• _ASSIGNED TASK_: Everything from the line containing "the grass patch" through the end of the entries should be transcribed exactly. Leave out all other lines.

• _THE RECORDS_:
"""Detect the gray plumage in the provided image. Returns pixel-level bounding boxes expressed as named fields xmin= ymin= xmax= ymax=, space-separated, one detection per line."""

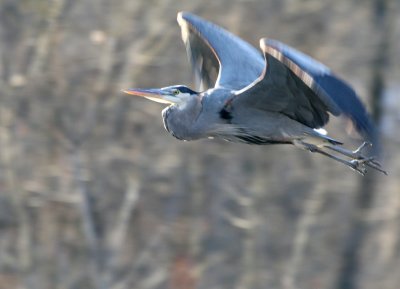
xmin=123 ymin=12 xmax=386 ymax=175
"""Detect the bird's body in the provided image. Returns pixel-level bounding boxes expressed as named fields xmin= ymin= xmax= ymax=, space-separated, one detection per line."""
xmin=123 ymin=12 xmax=386 ymax=175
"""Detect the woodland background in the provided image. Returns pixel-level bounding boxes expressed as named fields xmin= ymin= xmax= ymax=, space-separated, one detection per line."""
xmin=0 ymin=0 xmax=400 ymax=288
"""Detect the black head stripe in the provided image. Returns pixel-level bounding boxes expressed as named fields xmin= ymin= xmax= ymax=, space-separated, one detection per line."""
xmin=175 ymin=85 xmax=197 ymax=95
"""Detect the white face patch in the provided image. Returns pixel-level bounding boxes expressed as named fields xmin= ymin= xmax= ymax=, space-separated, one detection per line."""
xmin=177 ymin=92 xmax=191 ymax=99
xmin=159 ymin=85 xmax=197 ymax=106
xmin=172 ymin=92 xmax=192 ymax=108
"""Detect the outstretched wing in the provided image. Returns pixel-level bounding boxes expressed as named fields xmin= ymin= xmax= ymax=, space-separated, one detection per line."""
xmin=230 ymin=38 xmax=376 ymax=141
xmin=177 ymin=12 xmax=264 ymax=90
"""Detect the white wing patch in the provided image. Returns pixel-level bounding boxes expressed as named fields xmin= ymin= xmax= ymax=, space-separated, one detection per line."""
xmin=314 ymin=128 xmax=328 ymax=135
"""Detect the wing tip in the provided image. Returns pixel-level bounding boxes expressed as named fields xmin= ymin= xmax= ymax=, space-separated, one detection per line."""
xmin=177 ymin=12 xmax=202 ymax=40
xmin=259 ymin=38 xmax=281 ymax=51
xmin=352 ymin=111 xmax=378 ymax=143
xmin=177 ymin=11 xmax=198 ymax=26
xmin=177 ymin=11 xmax=186 ymax=25
xmin=259 ymin=38 xmax=272 ymax=52
xmin=177 ymin=12 xmax=193 ymax=43
xmin=259 ymin=38 xmax=283 ymax=62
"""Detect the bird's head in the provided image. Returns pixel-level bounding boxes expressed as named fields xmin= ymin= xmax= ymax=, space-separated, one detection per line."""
xmin=122 ymin=85 xmax=198 ymax=105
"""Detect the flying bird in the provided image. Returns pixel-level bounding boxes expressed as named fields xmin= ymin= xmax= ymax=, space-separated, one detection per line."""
xmin=123 ymin=12 xmax=386 ymax=175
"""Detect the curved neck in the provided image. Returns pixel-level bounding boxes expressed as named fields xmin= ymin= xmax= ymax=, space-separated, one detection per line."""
xmin=162 ymin=95 xmax=202 ymax=140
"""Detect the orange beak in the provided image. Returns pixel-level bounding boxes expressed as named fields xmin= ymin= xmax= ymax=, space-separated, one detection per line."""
xmin=122 ymin=88 xmax=173 ymax=104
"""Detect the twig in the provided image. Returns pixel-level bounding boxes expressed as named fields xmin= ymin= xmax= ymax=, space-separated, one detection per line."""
xmin=104 ymin=177 xmax=139 ymax=286
xmin=70 ymin=148 xmax=105 ymax=289
xmin=282 ymin=169 xmax=326 ymax=289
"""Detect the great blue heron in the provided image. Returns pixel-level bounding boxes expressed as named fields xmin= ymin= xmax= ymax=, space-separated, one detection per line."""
xmin=123 ymin=12 xmax=386 ymax=175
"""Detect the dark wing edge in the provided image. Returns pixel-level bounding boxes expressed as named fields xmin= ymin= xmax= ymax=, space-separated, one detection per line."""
xmin=260 ymin=38 xmax=378 ymax=143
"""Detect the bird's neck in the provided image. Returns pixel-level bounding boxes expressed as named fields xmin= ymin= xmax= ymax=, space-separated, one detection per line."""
xmin=162 ymin=96 xmax=202 ymax=140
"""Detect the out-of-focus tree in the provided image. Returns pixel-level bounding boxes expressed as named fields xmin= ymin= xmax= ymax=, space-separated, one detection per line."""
xmin=0 ymin=0 xmax=399 ymax=289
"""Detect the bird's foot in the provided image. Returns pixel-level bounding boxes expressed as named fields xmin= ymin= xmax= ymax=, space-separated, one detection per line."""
xmin=348 ymin=159 xmax=368 ymax=176
xmin=327 ymin=142 xmax=387 ymax=176
xmin=351 ymin=142 xmax=387 ymax=175
xmin=348 ymin=157 xmax=380 ymax=176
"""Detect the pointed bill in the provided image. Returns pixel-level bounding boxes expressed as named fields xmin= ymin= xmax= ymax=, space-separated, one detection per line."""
xmin=122 ymin=88 xmax=173 ymax=104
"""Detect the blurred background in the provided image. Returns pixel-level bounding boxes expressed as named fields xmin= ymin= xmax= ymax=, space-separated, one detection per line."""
xmin=0 ymin=0 xmax=399 ymax=288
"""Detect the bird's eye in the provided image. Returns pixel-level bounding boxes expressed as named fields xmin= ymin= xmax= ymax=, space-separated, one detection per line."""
xmin=173 ymin=89 xmax=180 ymax=95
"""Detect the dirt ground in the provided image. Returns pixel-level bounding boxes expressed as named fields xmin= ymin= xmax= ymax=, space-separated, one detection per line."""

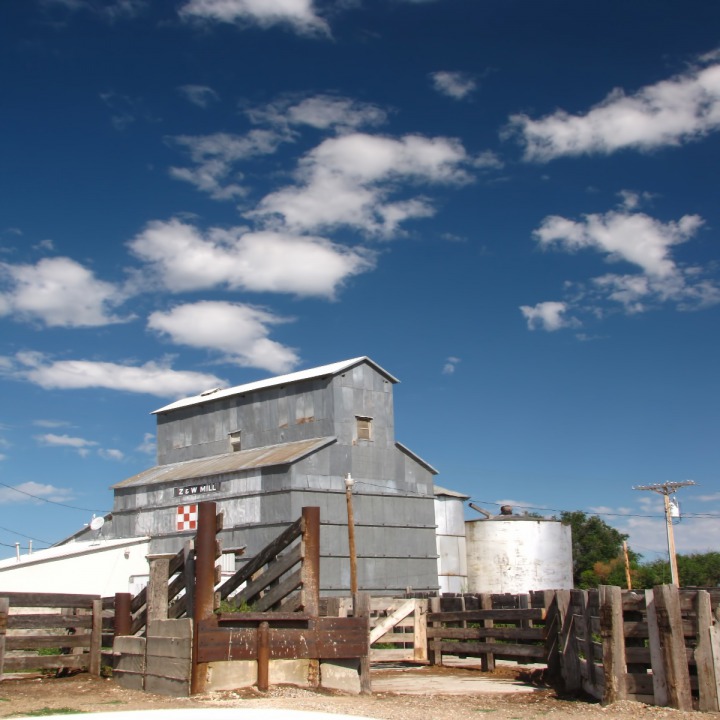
xmin=0 ymin=666 xmax=715 ymax=720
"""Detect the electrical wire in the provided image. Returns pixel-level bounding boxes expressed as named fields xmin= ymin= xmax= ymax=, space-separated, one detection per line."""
xmin=470 ymin=499 xmax=720 ymax=520
xmin=0 ymin=481 xmax=108 ymax=513
xmin=0 ymin=524 xmax=52 ymax=545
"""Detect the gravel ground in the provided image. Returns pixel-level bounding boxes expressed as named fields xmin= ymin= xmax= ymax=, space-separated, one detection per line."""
xmin=0 ymin=669 xmax=717 ymax=720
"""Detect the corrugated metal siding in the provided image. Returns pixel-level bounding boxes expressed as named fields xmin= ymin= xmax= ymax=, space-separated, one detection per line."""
xmin=113 ymin=436 xmax=336 ymax=488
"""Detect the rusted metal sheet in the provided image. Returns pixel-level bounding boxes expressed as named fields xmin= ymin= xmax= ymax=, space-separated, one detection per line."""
xmin=197 ymin=617 xmax=368 ymax=663
xmin=113 ymin=437 xmax=337 ymax=489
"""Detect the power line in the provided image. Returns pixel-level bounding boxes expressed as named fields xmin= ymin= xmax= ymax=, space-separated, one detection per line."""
xmin=0 ymin=481 xmax=108 ymax=513
xmin=469 ymin=498 xmax=719 ymax=520
xmin=0 ymin=524 xmax=52 ymax=545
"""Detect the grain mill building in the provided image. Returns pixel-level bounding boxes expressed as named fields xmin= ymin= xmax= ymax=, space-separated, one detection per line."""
xmin=89 ymin=357 xmax=440 ymax=595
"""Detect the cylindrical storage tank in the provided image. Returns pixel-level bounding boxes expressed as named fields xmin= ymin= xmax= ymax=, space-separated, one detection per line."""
xmin=465 ymin=517 xmax=573 ymax=594
xmin=434 ymin=486 xmax=469 ymax=593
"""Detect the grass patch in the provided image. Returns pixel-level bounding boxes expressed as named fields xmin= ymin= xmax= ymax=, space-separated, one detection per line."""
xmin=11 ymin=709 xmax=84 ymax=717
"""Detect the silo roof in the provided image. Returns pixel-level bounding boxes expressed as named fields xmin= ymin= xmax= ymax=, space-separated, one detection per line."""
xmin=152 ymin=356 xmax=399 ymax=415
xmin=112 ymin=436 xmax=336 ymax=489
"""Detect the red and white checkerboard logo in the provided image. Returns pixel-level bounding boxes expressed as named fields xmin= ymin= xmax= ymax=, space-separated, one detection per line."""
xmin=177 ymin=504 xmax=198 ymax=531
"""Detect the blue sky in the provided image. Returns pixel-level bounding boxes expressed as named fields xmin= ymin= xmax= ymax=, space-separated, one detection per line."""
xmin=1 ymin=0 xmax=718 ymax=564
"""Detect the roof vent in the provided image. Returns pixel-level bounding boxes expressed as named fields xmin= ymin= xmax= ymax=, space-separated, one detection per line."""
xmin=200 ymin=387 xmax=222 ymax=397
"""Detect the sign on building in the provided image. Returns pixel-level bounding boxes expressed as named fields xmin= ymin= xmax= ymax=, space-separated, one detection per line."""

• _RESPONSE AREA_:
"""Detect the grass patch in the provided image. Returns pixel-level bounding boxes expressed as named fields xmin= ymin= xmax= ymax=, space-separated, one detection per line."""
xmin=11 ymin=709 xmax=84 ymax=717
"""Detect the silo roof in the provided image. Returns pixel-level bounding boxes expressed as named fields xmin= ymin= xmax= ymax=, space-separated, one detection per line."""
xmin=152 ymin=356 xmax=399 ymax=415
xmin=112 ymin=436 xmax=336 ymax=489
"""Detect the red and white checkerboard logo in the provided image. Returns pixel-level bounding boxes expressed as named fields xmin= ymin= xmax= ymax=, space-separated, one detection per line."""
xmin=177 ymin=504 xmax=198 ymax=531
"""Detect the blue sky in the provided image. Returns pixel-level bounding boxes expressed as named fields xmin= ymin= xmax= ymax=, space-separated, one detection per line."""
xmin=1 ymin=0 xmax=718 ymax=564
"""Detect the roof vent in the provided image. Returns pixel-level bounding boxes expressed as named fields xmin= ymin= xmax= ymax=, space-separated, one detection per line."""
xmin=200 ymin=387 xmax=222 ymax=397
"""Detect the sign on building in the provided image. Returns pixel-level bounding boxes expressed as named fields xmin= ymin= xmax= ymax=, space-separated, one detection per line."""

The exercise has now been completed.